EXTRAIT DU TEXTE ::
________________________________________

Daniela Ryf a établi dimanche à Roth le meilleur temps mondial sur la distance de l'Ironman (8h08'21''). La Soleuroise de 36 ans évoque notamment la valeur qu'a cette performance à ses yeux dans un entretien avec Keystone-ATS.
Daniela Ryf, vous avez contracté début mai un virus lors d'une course à Ibiza, ce qui a fortement perturbé votre entraînement. Vous avez pourtant réussi à établir le meilleur temps mondial sur un Ironman dimanche. Comment est-ce possible ?
«C'est un peu inexplicable pour moi aussi, et certainement très étonnant. J'ai connu un très bon hiver, je me suis entraîné en grande partie en altitude à St-Moritz. A Ibiza, j'étais à la limite à l'entraînement et le virus m'a ensuite accompagné jusqu'à quatre jours avant Rapperswil (l'Ironman 70.3 Switzerland y a eu lieu le 11 juin). Je ressentais des nausées à chaque fois après le repas et pendant l'entraînement. Nous n'avons jamais trouvé ce que c'était exactement. C'était vraiment une période difficile, surtout mentalement, car dans cet état, on n'a pas vraiment envie de s'entraîner. J'ai tout de même effectué la totalité du programme, mais à une intensité moindre. C'est peut-être la principale leçon que j'en ai tirée, à savoir que l'entraînement ne doit pas toujours être très dur et qu'il est possible d'en faire moins. Brett (Sutton), mon coach, m'a conseillé de ne pas prendre le départ. J'en ai parlé à ma mère, qui avait déjà réservé son billet pour Roth. J'ai donc attendu. Cela rend les choses encore plus spéciales».
Avez-vous senti que ce serait une bonne journée ?
«Déjà à Rapperswil, je me sentais très bien. A partir de là, je savais que je n'étais pas si mal. Cela m'a énormément aidée mentalement. Je m'attendais à ce que quelqu'un batte le meilleur temps mondial à Roth, car le développement technologique a été incroyablement rapide au cours des dix dernières années. De plus, il y a actuellement beaucoup de bonnes athlètes féminines dans notre sport. Mon état d'esprit avant la course oscillait entre une extrême nervosité et le simple bonheur de pouvoir participer. C'était un bon mélange. Lorsque j'ai commencé à nager, j'ai vite compris que c'était une bonne journée. Je me suis dit : c'est maintenant ou jamais».

________________________________________

Enregistrements conservés
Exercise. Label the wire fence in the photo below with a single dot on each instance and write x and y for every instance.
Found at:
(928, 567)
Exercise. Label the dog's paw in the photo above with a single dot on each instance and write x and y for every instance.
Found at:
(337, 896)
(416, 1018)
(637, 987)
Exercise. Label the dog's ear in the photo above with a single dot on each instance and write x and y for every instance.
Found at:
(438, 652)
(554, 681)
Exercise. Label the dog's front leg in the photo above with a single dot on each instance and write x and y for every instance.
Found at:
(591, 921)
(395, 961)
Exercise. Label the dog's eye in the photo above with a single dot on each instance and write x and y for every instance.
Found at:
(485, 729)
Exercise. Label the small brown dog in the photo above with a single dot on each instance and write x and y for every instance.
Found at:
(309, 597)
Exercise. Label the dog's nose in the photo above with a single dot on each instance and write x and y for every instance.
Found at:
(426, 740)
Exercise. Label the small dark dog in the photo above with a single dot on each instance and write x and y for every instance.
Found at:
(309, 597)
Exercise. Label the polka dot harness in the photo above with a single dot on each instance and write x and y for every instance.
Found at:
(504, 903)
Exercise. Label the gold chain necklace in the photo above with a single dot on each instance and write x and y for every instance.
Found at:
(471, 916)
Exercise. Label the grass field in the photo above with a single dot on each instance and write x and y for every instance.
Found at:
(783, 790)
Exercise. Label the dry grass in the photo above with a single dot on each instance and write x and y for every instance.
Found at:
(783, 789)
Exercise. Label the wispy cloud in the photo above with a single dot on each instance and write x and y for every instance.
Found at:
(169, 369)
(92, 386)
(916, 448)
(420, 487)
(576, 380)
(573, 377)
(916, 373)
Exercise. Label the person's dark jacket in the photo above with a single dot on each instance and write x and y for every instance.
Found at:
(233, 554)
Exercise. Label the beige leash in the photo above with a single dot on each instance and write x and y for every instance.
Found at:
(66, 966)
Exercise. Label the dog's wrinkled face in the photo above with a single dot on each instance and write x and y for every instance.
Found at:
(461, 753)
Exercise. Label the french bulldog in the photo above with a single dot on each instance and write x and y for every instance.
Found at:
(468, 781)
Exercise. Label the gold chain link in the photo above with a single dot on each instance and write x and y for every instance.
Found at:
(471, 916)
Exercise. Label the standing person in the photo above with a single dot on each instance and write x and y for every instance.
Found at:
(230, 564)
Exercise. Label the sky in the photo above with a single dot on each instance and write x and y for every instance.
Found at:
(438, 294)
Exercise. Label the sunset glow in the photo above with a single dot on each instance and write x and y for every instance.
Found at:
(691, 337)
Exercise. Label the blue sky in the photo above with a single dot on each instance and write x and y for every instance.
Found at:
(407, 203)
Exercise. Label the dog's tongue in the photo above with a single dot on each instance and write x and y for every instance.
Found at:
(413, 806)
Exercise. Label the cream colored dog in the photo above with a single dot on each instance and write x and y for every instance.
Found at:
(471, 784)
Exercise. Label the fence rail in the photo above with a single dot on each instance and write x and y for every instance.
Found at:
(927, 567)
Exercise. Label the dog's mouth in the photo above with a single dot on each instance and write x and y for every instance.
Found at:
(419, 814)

________________________________________

CE QU'IL FAUT FAIRE ::
**A)** D'après l'entretien avec Daniela Ryf, dans quelle station s'est-elle entraînée en altitude pendant l'hiver ?
**B)** Recopiez le passage de l'entretien avec Daniela Ryf qui s'ouvre sur les mots contenant « Daniela Ryf a » et se ferme sur « entretien avec Keystone-ATS. ».

RÉPONSES ::
**A)** À St-Moritz.

**B)**
Daniela Ryf a établi dimanche à Roth le meilleur temps mondial sur la distance de l'Ironman (8h08'21''). La Soleuroise de 36 ans évoque notamment la valeur qu'a cette performance à ses yeux dans un entretien avec Keystone-ATS.